How I built a production-grade scraper for NC public notices using Cheerio and TLS fingerprinting instead of headless browsers
The Challenge
During a live coding interview, I was tasked with building a scraper for ncnotices.com, a North Carolina public notices database. The catch? I had limited time and needed to handle a complex ASP.NET application with state management, pagination, and CAPTCHA protection.
The interviewer mentioned their team used Puppeteer for their existing scraper. I chose a different path.
Why Not Puppeteer?
Don't get me wrong - Puppeteer is fantastic for many use cases. But for this task, it felt like bringing a tank to a knife fight:
- Resource overhead: Running a headless Chrome instance uses 100-200MB of RAM per instance
- Slower execution: Browser startup alone takes 1-2 seconds
- Complexity: Managing browser lifecycles, waiting for selectors, handling browser crashes
Since ncnotices.com renders server-side (classic ASP.NET), I didn't need JavaScript execution. I just needed to:
- Parse HTML efficiently
- Manage cookies and sessions
- Bypass basic bot detection
The Tech Stack
{
"dependencies": {
"cheerio": "^1.1.2", // Fast HTML parsing
"impit": "^0.7.0", // TLS fingerprinting
"tough-cookie": "^6.0.0" // Cookie management
}
}
Key Libraries
Cheerio: jQuery-like HTML parsing that's blazing fast. Perfect for server-rendered content.
Impit: The secret sauce. This library mimics real browser TLS fingerprints, making requests indistinguishable from actual Chrome/Firefox browsers. Much lighter than Puppeteer.
tough-cookie: Proper cookie jar implementation for session management.
The Technical Challenges
1. ASP.NET ViewState Management
ASP.NET uses __VIEWSTATE and __VIEWSTATEGENERATOR tokens for state management. These need to be extracted and sent with each request:
private getStateTokens($: CheerioAPI): {
view_state: string;
view_state_generator: string;
} {
const configText = $.text().split("0|hiddenField").at(-1)?.split("|") || [];
let view_state = $("#__VIEWSTATE").attr("value") || "";
let view_state_generator = $("#__VIEWSTATEGENERATOR").attr("value") || "";
if (!view_state) {
view_state = configText[configText.findIndex((x) => x.trim() == "__VIEWSTATE") + 1];
}
if (!view_state_generator) {
view_state_generator = configText[configText.findIndex((x) => x.trim() == "__VIEWSTATEGENERATOR") + 1];
}
return { view_state, view_state_generator };
}
The tokens can be in hidden fields OR embedded in the response text. I handle both cases.
★ ★ ★
Written tasks:
1 - Transcribe the scraper write-up between "Impit: The secret" and "for session management.", inclusive.
2 - Please express the lines of the records between the lines holding "Check the picture above for any campfire." and "[158, 69, 226, 600]", inclusive, as a JSON list of strings with one string per line and blank lines omitted.
The scraper write-up has no connection to the records that come after it.
★ ★ ★
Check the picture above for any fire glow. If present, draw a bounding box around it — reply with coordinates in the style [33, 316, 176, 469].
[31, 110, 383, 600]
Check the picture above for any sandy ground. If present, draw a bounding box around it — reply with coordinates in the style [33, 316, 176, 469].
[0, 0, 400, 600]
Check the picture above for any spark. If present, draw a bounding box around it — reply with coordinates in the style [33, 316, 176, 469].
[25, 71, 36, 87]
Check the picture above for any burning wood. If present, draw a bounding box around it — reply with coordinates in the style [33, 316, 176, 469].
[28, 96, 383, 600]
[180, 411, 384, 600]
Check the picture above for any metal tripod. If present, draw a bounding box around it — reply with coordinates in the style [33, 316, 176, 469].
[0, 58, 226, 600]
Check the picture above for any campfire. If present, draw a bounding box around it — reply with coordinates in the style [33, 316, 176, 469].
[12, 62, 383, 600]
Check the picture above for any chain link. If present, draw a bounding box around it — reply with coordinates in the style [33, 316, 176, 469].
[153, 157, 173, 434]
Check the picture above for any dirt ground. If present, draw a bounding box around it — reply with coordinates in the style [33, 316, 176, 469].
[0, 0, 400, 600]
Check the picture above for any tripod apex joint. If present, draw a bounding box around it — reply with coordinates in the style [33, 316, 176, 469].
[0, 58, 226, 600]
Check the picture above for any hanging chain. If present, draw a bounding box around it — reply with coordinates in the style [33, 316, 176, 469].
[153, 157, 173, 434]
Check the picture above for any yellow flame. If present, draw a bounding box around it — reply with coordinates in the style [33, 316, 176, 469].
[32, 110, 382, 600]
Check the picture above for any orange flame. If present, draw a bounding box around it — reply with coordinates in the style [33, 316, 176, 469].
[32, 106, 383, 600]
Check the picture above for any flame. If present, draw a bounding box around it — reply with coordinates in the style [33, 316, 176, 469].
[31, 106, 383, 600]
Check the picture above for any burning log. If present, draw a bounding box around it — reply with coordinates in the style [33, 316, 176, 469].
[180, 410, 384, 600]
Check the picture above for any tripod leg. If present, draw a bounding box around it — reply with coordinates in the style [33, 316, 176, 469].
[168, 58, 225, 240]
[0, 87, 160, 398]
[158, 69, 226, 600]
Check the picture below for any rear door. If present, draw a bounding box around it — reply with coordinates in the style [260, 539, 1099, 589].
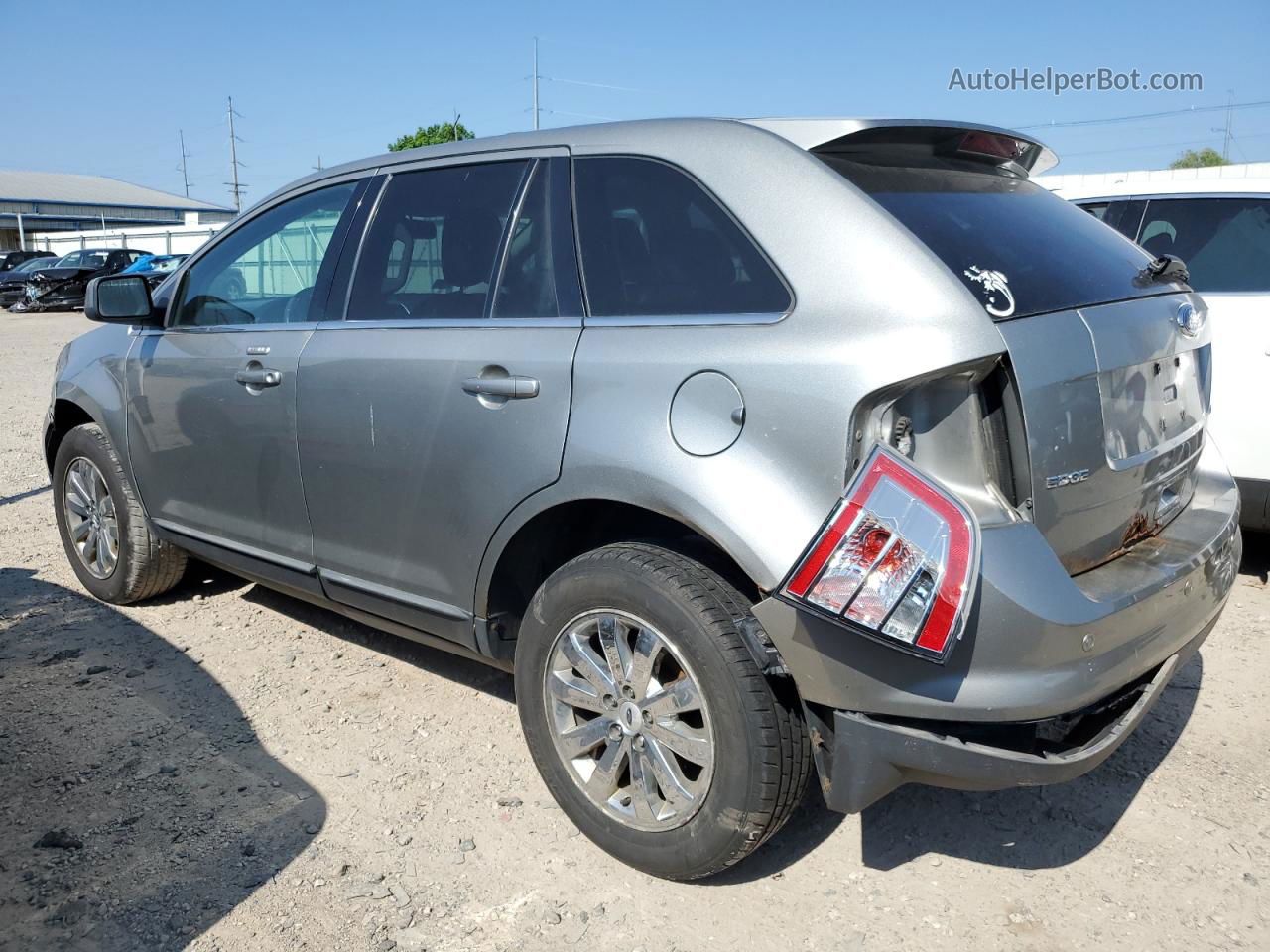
[1139, 194, 1270, 480]
[299, 151, 581, 647]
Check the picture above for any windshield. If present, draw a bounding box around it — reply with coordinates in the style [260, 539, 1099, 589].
[822, 156, 1183, 320]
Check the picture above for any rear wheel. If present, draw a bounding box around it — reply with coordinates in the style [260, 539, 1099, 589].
[516, 543, 811, 879]
[52, 424, 186, 604]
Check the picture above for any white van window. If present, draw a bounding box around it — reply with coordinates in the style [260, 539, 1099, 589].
[1138, 198, 1270, 292]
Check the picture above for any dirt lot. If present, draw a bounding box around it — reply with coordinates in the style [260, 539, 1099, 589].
[0, 313, 1270, 952]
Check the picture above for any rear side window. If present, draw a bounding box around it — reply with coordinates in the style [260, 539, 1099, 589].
[822, 156, 1179, 320]
[574, 156, 793, 317]
[1139, 198, 1270, 292]
[348, 162, 528, 321]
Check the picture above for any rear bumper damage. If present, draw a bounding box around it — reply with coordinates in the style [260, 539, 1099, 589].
[754, 438, 1242, 812]
[813, 627, 1216, 813]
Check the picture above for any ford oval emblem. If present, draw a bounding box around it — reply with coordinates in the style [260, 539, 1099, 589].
[1174, 302, 1206, 337]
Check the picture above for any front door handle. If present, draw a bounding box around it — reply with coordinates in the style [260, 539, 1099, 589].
[463, 377, 539, 400]
[234, 367, 282, 387]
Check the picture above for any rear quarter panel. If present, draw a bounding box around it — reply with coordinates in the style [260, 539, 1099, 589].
[476, 124, 1004, 612]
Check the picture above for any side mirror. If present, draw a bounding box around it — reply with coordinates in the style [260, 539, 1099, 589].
[83, 274, 159, 323]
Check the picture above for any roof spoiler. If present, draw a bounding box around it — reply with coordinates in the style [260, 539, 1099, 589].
[744, 119, 1058, 177]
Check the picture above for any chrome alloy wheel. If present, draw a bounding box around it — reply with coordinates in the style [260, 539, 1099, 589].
[544, 609, 715, 833]
[63, 456, 119, 579]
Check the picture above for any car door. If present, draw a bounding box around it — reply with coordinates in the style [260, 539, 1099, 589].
[1138, 194, 1270, 495]
[127, 180, 364, 586]
[299, 150, 581, 648]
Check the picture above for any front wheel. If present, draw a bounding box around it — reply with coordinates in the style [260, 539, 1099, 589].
[52, 424, 186, 606]
[516, 543, 811, 880]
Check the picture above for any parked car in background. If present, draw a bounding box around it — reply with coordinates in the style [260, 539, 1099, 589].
[0, 257, 73, 307]
[1057, 178, 1270, 531]
[119, 254, 190, 291]
[45, 119, 1241, 879]
[0, 250, 55, 273]
[9, 248, 150, 312]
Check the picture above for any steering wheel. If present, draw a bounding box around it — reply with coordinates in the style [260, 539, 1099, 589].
[282, 287, 314, 323]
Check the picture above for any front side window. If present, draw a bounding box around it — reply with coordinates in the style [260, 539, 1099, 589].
[58, 251, 109, 268]
[348, 162, 534, 321]
[1138, 198, 1270, 294]
[173, 181, 358, 327]
[574, 156, 793, 317]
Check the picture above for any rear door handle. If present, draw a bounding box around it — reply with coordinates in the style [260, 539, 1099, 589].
[234, 367, 282, 387]
[463, 377, 539, 400]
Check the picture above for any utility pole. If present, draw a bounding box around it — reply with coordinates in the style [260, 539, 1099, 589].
[534, 37, 539, 128]
[1221, 89, 1234, 162]
[225, 96, 246, 212]
[177, 130, 190, 198]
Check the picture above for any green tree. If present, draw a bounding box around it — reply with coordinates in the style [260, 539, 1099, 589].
[389, 122, 476, 153]
[1169, 149, 1225, 169]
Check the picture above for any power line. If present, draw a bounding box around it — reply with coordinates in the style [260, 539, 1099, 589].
[539, 76, 644, 92]
[1011, 99, 1270, 132]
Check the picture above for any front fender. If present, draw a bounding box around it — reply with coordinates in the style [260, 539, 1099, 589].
[45, 325, 136, 479]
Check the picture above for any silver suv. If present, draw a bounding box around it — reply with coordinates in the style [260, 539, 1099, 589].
[45, 119, 1241, 879]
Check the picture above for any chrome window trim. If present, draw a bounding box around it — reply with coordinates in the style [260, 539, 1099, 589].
[137, 321, 318, 337]
[1077, 191, 1270, 207]
[586, 311, 791, 327]
[315, 317, 581, 331]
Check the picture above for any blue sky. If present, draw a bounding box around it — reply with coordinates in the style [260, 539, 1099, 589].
[0, 0, 1270, 203]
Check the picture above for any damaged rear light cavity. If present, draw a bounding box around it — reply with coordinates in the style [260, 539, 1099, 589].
[782, 445, 979, 661]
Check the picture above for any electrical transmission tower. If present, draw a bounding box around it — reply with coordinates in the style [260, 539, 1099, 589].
[225, 96, 246, 212]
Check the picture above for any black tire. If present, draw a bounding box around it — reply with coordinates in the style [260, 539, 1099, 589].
[52, 424, 186, 606]
[516, 543, 812, 880]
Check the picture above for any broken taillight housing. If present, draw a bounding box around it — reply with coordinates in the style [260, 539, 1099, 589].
[781, 445, 979, 661]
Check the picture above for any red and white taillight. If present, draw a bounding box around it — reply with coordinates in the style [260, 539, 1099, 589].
[781, 445, 979, 661]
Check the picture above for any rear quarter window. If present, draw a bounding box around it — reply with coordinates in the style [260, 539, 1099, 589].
[574, 156, 793, 317]
[822, 156, 1179, 320]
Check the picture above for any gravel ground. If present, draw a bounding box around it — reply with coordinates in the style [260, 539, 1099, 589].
[0, 314, 1270, 952]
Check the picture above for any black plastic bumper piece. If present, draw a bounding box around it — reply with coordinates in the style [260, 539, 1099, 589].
[1234, 477, 1270, 532]
[812, 620, 1216, 813]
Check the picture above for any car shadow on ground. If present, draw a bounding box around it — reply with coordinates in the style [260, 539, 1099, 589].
[0, 568, 326, 952]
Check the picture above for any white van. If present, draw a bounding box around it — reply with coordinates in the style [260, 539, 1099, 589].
[1038, 177, 1270, 531]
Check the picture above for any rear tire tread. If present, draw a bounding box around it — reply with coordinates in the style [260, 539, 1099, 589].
[551, 542, 812, 880]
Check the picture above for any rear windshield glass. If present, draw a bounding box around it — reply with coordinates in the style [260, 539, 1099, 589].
[822, 156, 1179, 320]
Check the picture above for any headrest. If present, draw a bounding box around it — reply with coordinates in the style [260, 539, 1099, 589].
[441, 214, 503, 289]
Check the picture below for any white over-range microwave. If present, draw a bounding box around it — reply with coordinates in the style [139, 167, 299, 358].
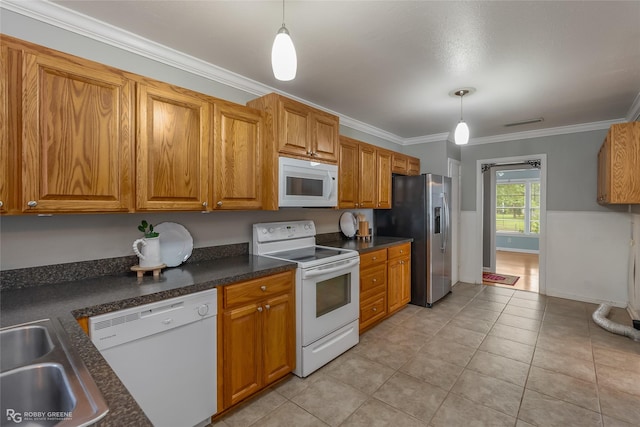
[278, 157, 338, 208]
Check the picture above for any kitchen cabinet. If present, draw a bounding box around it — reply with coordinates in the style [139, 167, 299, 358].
[136, 80, 212, 211]
[391, 152, 420, 175]
[597, 122, 640, 204]
[212, 101, 269, 209]
[360, 249, 387, 333]
[219, 270, 296, 409]
[247, 93, 340, 163]
[375, 149, 391, 209]
[19, 45, 134, 213]
[387, 243, 411, 314]
[338, 136, 393, 209]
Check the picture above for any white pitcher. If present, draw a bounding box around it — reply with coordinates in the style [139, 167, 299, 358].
[133, 237, 162, 268]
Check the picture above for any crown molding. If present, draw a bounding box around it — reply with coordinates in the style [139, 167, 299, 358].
[626, 92, 640, 122]
[0, 0, 640, 150]
[463, 118, 627, 147]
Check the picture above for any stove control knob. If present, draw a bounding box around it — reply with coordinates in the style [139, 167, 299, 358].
[198, 304, 209, 317]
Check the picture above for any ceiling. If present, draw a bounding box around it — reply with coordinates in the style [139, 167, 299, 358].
[32, 0, 640, 143]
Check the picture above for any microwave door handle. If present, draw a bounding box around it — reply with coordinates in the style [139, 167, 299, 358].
[303, 258, 360, 279]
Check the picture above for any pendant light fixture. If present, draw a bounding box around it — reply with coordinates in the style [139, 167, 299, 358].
[453, 88, 475, 145]
[271, 0, 298, 82]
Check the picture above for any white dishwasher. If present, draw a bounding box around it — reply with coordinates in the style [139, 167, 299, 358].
[89, 289, 218, 427]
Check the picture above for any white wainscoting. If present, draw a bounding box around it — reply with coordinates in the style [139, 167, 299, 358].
[546, 211, 631, 307]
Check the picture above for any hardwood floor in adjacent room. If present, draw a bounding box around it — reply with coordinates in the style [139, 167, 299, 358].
[484, 251, 540, 292]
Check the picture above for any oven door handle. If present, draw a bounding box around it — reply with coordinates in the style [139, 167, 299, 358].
[302, 258, 360, 279]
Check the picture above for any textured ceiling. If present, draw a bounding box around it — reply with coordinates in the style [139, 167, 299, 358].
[50, 0, 640, 139]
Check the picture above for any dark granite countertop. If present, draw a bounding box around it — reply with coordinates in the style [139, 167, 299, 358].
[322, 236, 413, 254]
[0, 255, 296, 427]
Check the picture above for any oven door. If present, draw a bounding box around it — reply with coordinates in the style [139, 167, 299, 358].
[301, 258, 360, 346]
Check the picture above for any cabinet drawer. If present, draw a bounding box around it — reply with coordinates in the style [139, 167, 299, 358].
[224, 270, 294, 308]
[360, 249, 387, 271]
[360, 264, 387, 294]
[388, 243, 411, 259]
[360, 296, 387, 328]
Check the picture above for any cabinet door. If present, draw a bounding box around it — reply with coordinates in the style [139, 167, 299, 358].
[278, 97, 311, 157]
[212, 103, 266, 209]
[358, 144, 377, 208]
[21, 53, 133, 212]
[387, 256, 411, 314]
[376, 150, 391, 209]
[136, 82, 211, 210]
[221, 304, 263, 408]
[598, 136, 610, 203]
[262, 292, 296, 385]
[311, 111, 340, 162]
[338, 137, 360, 209]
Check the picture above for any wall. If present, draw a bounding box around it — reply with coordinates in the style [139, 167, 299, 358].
[460, 130, 631, 306]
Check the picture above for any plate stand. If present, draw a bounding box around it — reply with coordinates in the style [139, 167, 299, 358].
[131, 264, 167, 279]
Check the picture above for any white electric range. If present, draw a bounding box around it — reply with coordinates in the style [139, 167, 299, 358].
[253, 220, 360, 377]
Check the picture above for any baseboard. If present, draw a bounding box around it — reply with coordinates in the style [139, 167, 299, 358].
[546, 288, 627, 308]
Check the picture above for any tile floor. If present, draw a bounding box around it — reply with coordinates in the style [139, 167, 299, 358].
[214, 283, 640, 427]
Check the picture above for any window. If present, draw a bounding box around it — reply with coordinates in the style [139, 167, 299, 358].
★ ★ ★
The solutions:
1 -
Impit: The secret sauce. This library mimics real browser TLS fingerprints, making requests indistinguishable from actual Chrome/Firefox browsers. Much lighter than Puppeteer.
tough-cookie: Proper cookie jar implementation for session management.

2 -
[
  "Check the picture above for any campfire. If present, draw a bounding box around it — reply with coordinates in the style [33, 316, 176, 469].",
  "[12, 62, 383, 600]",
  "Check the picture above for any chain link. If present, draw a bounding box around it — reply with coordinates in the style [33, 316, 176, 469].",
  "[153, 157, 173, 434]",
  "Check the picture above for any dirt ground. If present, draw a bounding box around it — reply with coordinates in the style [33, 316, 176, 469].",
  "[0, 0, 400, 600]",
  "Check the picture above for any tripod apex joint. If present, draw a bounding box around it — reply with coordinates in the style [33, 316, 176, 469].",
  "[0, 58, 226, 600]",
  "Check the picture above for any hanging chain. If present, draw a bounding box around it — reply with coordinates in the style [33, 316, 176, 469].",
  "[153, 157, 173, 434]",
  "Check the picture above for any yellow flame. If present, draw a bounding box around it — reply with coordinates in the style [33, 316, 176, 469].",
  "[32, 110, 382, 600]",
  "Check the picture above for any orange flame. If present, draw a bounding box around it — reply with coordinates in the style [33, 316, 176, 469].",
  "[32, 106, 383, 600]",
  "Check the picture above for any flame. If present, draw a bounding box around it — reply with coordinates in the style [33, 316, 176, 469].",
  "[31, 106, 383, 600]",
  "Check the picture above for any burning log. If present, draw a bounding box around it — reply with coordinates in the style [33, 316, 176, 469].",
  "[180, 410, 384, 600]",
  "Check the picture above for any tripod leg. If present, draw a bounding box around it — reply with coordinates in the style [33, 316, 176, 469].",
  "[168, 58, 225, 240]",
  "[0, 87, 160, 398]",
  "[158, 69, 226, 600]"
]